> **YOUR OBJECTIVE**
Find "Put one point on each instance of the sea" in the records that follow; print that line and each subsequent line through the last one, verbatim and with nothing added.

> **EXERCISE MATERIALS**
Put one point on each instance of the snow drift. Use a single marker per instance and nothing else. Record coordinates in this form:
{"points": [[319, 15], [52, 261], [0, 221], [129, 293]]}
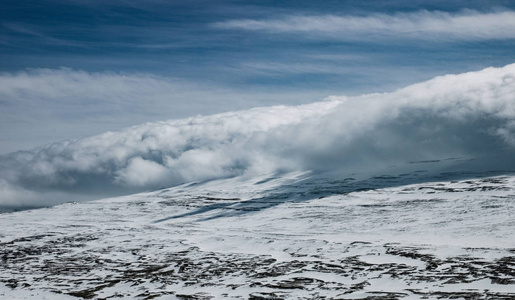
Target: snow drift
{"points": [[468, 116]]}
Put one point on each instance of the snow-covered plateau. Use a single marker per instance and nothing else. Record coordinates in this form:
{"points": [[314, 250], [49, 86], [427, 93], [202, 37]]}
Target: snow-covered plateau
{"points": [[284, 236]]}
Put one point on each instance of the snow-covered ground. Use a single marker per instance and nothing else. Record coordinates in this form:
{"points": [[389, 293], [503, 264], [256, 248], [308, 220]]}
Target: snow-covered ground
{"points": [[293, 236]]}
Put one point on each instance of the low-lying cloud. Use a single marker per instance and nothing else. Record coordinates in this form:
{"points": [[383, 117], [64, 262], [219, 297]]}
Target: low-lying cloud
{"points": [[469, 115], [465, 25]]}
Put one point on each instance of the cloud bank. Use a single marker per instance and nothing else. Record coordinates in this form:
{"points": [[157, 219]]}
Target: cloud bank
{"points": [[465, 25], [43, 105], [469, 115]]}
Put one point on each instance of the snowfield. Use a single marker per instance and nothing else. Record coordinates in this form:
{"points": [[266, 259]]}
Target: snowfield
{"points": [[287, 236]]}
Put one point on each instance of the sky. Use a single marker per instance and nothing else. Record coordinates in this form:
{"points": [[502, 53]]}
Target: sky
{"points": [[103, 98], [71, 69]]}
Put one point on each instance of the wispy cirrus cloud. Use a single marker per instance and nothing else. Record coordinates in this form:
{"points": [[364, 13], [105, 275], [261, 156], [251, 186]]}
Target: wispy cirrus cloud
{"points": [[465, 25]]}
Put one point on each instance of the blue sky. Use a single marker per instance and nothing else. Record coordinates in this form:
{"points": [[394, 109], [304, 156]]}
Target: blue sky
{"points": [[70, 69]]}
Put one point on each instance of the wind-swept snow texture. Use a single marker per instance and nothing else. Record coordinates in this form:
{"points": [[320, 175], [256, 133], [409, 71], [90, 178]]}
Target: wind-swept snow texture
{"points": [[465, 121], [294, 236]]}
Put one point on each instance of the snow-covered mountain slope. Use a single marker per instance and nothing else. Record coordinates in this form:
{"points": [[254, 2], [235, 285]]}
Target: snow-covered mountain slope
{"points": [[288, 236]]}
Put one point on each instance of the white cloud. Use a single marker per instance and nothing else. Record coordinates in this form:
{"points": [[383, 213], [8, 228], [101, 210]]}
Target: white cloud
{"points": [[45, 105], [465, 115], [465, 25]]}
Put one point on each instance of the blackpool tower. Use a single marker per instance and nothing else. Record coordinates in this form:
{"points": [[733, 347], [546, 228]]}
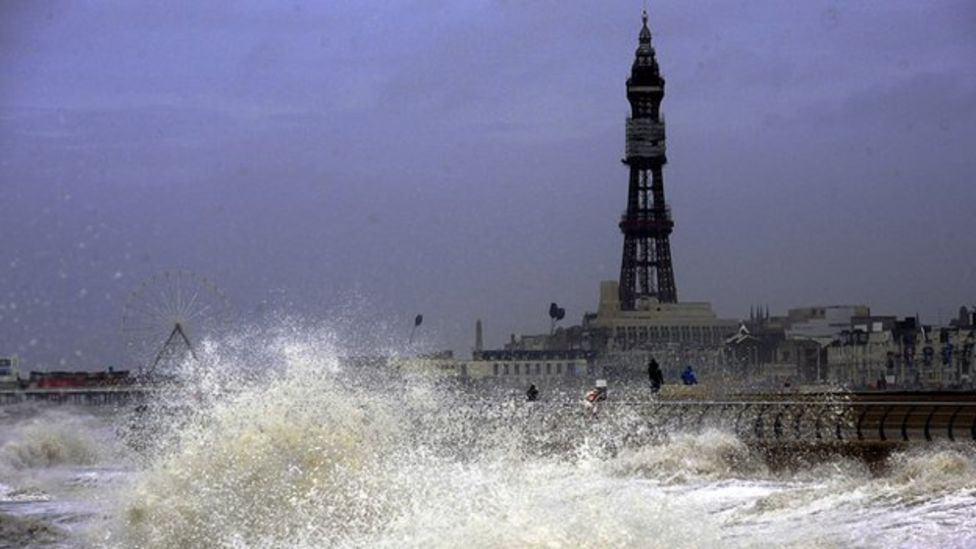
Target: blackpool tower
{"points": [[646, 274]]}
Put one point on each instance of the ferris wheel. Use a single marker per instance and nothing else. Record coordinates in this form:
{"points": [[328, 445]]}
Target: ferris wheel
{"points": [[168, 315]]}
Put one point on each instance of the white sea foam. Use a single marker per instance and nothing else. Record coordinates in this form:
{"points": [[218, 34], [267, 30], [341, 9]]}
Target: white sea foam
{"points": [[301, 452]]}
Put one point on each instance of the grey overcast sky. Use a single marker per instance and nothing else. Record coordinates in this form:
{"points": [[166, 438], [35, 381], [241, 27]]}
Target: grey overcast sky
{"points": [[462, 159]]}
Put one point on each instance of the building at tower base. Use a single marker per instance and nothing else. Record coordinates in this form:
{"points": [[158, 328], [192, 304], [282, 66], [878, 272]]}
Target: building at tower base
{"points": [[654, 324]]}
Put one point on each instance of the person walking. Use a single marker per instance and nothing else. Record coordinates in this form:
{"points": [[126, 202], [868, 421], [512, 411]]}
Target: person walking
{"points": [[655, 376]]}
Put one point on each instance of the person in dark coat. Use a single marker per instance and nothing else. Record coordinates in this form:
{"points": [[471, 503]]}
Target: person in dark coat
{"points": [[655, 376]]}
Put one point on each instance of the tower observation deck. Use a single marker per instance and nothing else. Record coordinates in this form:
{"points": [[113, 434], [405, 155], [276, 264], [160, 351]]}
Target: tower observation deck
{"points": [[646, 274]]}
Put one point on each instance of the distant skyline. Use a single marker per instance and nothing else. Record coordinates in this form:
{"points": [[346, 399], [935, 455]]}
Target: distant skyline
{"points": [[376, 160]]}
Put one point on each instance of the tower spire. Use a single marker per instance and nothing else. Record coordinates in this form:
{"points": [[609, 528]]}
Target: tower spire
{"points": [[646, 274]]}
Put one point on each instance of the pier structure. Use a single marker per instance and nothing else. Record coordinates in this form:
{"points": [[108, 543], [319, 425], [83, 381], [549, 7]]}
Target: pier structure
{"points": [[79, 396]]}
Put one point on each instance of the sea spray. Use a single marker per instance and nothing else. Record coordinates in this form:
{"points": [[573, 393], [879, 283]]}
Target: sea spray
{"points": [[315, 452], [54, 437]]}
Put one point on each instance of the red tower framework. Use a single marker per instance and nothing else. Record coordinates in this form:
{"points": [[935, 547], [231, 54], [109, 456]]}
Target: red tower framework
{"points": [[645, 271]]}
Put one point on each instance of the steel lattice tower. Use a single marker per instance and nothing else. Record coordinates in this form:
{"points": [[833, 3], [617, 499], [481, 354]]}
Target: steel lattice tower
{"points": [[646, 271]]}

> **EXPECTED ANSWER**
Put one point on each instance of the sea spray. Use a single marker per instance and nothing else. Record coordinates in this form:
{"points": [[573, 393], [879, 283]]}
Target: sea spray
{"points": [[315, 452], [54, 437]]}
Put one point on each instance of the red tower framework. Use a single marker per instance and nothing else. Record coordinates in this form:
{"points": [[935, 547], [231, 54], [109, 456]]}
Target: red tower framework
{"points": [[645, 271]]}
Put one point on each instance of the steel lattice tower. Use a single marker per instance and nothing else. Record coordinates in this form:
{"points": [[833, 3], [617, 499], [481, 354]]}
Target: steel lattice tower
{"points": [[646, 271]]}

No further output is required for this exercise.